• Stated problem
Rewrite the material from the line containing "Please tag the bright" through the line containing "column 277, row 23", with "background" replaced by "backdrop" and everything else left unchanged.

• Source data
■ ■ ■ ■

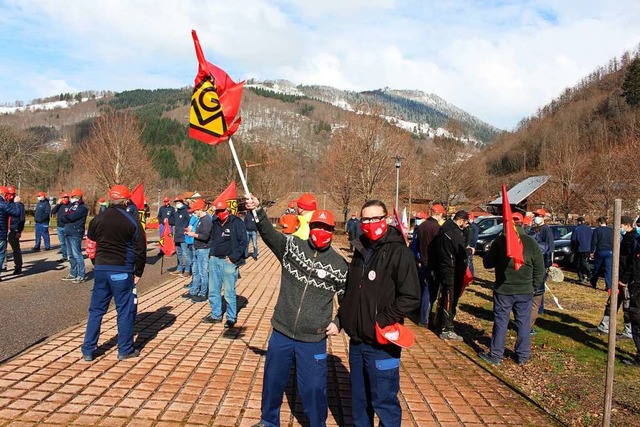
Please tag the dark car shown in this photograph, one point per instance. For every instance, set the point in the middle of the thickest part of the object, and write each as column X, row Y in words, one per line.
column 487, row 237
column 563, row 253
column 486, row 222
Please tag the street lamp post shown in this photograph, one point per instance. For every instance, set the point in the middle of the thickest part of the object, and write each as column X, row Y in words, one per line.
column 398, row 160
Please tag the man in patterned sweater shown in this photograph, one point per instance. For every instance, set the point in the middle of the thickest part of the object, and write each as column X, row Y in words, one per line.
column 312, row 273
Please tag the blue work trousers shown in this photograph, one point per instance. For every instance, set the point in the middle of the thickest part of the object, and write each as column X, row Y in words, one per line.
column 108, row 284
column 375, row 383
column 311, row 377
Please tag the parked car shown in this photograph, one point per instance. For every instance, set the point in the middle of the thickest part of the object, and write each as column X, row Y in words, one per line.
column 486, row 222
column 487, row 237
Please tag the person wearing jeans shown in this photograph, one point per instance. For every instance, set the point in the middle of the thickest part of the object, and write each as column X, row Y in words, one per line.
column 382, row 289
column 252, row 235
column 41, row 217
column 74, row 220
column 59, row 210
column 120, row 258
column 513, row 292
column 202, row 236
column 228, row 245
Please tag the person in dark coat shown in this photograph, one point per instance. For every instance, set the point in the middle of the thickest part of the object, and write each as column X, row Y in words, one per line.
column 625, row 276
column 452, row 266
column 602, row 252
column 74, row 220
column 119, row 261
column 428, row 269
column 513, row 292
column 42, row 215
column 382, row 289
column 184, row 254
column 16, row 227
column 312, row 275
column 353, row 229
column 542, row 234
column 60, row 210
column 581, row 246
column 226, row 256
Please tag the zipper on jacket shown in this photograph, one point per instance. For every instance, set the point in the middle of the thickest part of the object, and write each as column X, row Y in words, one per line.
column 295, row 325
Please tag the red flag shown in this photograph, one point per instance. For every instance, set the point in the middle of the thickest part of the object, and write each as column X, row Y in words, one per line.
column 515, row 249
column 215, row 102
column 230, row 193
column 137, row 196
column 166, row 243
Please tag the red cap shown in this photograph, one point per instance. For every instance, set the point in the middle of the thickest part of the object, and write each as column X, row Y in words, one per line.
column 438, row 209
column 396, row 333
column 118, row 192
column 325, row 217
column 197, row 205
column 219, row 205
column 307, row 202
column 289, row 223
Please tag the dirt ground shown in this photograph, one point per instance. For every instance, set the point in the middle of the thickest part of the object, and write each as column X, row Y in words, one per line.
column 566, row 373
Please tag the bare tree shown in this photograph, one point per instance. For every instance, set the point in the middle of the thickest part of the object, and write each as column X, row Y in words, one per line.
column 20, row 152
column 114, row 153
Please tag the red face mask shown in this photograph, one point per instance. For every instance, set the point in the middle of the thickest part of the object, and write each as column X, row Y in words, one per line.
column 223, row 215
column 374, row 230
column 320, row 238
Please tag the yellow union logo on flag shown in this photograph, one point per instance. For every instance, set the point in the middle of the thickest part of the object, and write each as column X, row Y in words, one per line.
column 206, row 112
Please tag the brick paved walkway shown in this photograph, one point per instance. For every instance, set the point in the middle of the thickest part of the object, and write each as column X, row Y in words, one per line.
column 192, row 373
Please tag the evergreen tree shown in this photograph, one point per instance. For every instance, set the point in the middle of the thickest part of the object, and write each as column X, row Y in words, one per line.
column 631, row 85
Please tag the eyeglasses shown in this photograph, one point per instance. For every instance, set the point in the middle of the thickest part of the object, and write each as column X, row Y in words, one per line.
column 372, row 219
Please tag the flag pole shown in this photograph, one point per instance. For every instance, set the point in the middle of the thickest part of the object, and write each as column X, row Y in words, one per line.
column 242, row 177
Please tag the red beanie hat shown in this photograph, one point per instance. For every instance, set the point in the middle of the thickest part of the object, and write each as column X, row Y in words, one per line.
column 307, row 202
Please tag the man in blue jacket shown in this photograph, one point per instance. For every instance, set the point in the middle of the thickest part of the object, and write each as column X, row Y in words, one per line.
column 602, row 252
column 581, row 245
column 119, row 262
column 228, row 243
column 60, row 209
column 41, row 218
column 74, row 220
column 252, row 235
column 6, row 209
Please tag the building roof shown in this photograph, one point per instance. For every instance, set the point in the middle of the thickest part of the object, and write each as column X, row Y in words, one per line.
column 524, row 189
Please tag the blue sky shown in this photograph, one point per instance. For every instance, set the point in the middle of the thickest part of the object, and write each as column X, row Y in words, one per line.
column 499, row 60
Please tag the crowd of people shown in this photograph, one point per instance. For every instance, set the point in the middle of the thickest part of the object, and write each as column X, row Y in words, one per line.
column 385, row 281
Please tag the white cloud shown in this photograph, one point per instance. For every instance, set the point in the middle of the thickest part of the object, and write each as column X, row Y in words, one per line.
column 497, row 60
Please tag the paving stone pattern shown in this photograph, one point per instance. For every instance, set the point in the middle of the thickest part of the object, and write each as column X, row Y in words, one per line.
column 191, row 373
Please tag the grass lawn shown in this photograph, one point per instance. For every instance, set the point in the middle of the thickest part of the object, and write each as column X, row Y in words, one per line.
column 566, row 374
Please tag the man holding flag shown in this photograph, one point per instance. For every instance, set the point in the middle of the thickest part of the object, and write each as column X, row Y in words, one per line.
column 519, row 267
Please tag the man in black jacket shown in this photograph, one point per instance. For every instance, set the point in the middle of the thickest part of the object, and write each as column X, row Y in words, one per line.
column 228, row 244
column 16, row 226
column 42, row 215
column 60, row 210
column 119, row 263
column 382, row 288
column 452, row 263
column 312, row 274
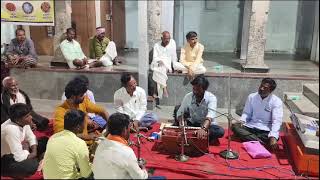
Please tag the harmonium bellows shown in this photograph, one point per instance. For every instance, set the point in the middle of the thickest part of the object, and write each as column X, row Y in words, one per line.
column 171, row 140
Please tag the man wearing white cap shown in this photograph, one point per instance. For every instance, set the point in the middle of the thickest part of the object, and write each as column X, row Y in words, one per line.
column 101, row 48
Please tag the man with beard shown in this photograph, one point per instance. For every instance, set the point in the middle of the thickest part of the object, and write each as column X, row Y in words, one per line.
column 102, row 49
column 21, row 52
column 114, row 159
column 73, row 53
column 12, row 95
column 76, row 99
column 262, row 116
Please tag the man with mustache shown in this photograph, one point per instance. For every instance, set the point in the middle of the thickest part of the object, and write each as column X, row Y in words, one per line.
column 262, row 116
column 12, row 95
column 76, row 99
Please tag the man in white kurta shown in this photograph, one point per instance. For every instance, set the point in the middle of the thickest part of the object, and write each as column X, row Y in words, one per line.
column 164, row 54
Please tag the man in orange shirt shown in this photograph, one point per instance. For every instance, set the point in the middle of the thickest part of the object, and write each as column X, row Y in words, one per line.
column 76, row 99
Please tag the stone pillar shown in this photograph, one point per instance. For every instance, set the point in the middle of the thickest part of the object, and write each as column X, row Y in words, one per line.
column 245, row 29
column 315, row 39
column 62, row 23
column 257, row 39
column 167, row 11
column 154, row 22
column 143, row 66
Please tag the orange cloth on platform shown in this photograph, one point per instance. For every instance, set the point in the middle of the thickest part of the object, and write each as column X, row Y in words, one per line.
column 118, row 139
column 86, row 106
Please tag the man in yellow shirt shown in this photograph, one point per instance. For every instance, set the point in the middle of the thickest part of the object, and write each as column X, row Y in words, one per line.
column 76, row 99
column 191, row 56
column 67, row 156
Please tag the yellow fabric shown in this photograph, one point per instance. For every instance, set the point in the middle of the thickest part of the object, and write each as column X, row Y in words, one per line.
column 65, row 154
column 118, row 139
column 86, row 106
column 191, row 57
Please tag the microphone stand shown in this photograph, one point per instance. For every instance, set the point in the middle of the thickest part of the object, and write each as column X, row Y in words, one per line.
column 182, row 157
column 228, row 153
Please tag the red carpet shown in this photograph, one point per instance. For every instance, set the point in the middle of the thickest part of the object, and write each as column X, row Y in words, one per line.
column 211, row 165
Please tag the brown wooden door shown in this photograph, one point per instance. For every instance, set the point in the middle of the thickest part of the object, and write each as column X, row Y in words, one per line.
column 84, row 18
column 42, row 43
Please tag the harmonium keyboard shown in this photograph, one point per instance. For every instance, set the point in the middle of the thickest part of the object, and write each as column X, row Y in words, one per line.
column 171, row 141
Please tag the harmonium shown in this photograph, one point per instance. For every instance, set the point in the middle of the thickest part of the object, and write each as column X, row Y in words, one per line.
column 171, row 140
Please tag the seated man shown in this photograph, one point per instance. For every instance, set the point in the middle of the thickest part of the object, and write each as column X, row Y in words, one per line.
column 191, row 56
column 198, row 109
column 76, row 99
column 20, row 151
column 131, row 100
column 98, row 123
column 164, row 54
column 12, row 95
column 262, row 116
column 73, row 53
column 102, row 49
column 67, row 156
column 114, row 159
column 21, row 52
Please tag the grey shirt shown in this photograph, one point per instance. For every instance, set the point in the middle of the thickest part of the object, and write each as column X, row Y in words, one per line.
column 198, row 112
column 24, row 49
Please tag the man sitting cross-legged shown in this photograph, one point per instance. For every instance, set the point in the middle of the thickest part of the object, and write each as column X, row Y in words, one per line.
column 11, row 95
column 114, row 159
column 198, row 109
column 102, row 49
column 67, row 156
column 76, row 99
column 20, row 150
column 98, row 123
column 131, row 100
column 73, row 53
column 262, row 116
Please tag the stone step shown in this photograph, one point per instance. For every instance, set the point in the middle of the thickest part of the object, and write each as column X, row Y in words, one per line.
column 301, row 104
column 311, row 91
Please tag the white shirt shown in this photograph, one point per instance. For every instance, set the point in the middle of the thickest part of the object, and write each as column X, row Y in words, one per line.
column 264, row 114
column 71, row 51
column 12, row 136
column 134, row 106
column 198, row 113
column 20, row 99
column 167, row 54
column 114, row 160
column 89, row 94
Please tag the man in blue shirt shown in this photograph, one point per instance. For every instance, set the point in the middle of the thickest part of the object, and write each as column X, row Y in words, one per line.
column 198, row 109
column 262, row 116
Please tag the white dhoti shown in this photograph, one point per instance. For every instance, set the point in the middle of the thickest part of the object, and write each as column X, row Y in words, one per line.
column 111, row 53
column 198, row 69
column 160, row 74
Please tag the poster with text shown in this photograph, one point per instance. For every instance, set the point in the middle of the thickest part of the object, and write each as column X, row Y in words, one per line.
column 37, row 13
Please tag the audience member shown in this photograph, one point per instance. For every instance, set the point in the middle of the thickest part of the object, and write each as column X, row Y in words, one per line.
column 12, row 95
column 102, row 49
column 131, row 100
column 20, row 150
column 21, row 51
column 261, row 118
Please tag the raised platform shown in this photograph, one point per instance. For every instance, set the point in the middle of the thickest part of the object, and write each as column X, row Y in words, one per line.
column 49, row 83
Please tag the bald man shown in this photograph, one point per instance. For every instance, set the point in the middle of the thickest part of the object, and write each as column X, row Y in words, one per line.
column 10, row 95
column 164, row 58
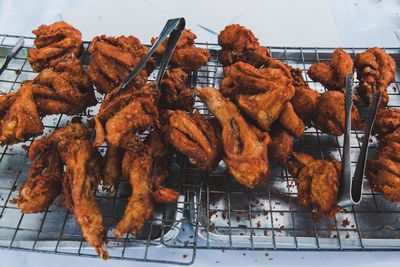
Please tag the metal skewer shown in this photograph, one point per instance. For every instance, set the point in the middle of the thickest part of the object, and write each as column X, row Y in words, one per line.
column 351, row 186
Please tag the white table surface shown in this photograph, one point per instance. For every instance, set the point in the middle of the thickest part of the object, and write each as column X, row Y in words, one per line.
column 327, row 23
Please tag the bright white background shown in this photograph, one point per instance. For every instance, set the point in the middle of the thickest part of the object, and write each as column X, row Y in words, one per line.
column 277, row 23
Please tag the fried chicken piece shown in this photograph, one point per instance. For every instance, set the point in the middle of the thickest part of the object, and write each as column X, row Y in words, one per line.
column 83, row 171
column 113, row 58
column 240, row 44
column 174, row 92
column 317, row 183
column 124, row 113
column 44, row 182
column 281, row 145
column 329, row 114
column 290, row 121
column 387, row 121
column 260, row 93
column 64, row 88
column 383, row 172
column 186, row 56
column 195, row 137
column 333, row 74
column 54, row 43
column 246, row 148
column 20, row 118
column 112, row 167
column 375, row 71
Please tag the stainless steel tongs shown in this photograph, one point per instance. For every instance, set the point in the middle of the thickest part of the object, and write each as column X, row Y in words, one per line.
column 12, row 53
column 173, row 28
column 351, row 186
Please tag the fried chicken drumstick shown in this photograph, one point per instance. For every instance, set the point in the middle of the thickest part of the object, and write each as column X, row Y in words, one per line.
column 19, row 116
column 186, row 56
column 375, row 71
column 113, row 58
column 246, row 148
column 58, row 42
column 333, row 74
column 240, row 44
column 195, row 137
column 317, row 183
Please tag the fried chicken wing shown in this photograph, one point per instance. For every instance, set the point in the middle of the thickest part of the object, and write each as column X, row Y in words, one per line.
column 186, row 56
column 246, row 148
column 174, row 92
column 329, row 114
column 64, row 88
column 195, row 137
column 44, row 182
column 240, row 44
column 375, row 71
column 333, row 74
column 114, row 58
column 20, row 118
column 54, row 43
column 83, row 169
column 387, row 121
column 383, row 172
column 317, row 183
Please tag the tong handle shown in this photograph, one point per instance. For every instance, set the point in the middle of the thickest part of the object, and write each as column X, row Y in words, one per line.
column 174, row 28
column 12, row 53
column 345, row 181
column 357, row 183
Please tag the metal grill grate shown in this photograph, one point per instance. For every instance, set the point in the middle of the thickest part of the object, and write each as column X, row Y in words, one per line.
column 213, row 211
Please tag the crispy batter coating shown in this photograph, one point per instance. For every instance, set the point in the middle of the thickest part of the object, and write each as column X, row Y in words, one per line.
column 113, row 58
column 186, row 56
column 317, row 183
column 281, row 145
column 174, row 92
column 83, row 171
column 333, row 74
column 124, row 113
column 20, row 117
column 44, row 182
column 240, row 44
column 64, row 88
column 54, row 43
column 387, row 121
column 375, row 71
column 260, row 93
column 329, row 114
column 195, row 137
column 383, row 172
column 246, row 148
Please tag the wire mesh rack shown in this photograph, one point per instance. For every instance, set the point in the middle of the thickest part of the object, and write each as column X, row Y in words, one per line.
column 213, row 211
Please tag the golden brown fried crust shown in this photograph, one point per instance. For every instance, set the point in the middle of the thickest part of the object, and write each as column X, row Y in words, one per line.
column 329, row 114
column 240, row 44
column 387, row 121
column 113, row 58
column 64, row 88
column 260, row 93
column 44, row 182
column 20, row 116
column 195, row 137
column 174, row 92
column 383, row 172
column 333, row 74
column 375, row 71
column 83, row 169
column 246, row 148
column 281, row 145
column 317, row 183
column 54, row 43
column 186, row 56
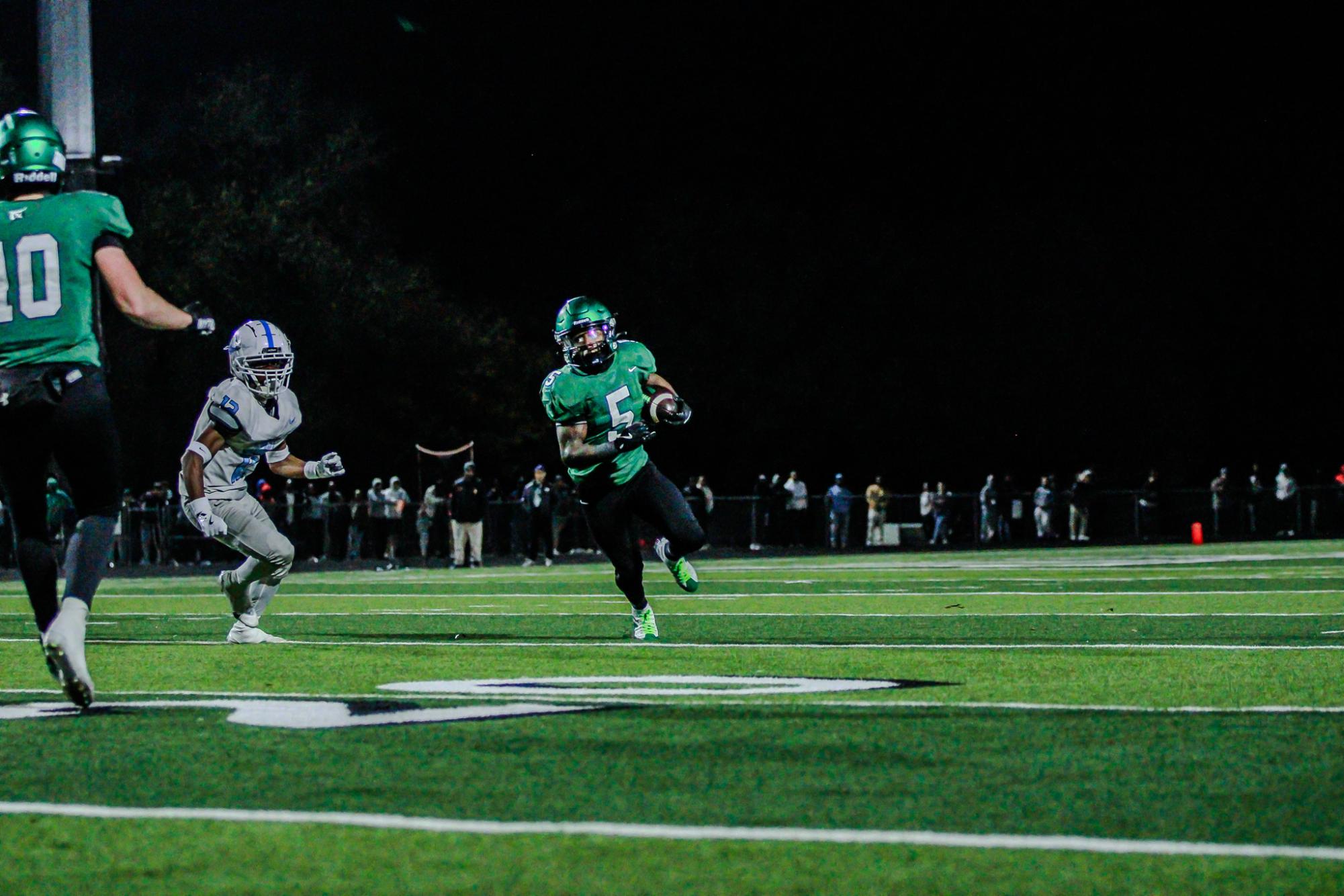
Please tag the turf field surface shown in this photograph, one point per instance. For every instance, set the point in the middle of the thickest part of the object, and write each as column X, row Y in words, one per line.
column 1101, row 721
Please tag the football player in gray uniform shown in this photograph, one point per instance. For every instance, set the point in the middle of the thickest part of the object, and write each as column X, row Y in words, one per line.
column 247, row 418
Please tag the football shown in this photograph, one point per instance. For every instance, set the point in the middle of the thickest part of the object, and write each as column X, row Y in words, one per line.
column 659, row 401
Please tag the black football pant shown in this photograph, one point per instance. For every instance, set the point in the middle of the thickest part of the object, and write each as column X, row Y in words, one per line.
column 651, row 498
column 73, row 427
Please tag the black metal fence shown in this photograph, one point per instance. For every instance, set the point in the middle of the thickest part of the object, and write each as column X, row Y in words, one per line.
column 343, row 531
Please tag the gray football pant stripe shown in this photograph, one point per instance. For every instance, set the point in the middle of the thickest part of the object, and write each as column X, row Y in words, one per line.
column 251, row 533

■ ■ ■ ■

• Reply to the task
Please tag the bright white backdrop shown in this photograph, one point per instance. For every instance, set the point in the middle of the thickest part of the object, and write each as column X, row Y in words, one per line.
column 277, row 23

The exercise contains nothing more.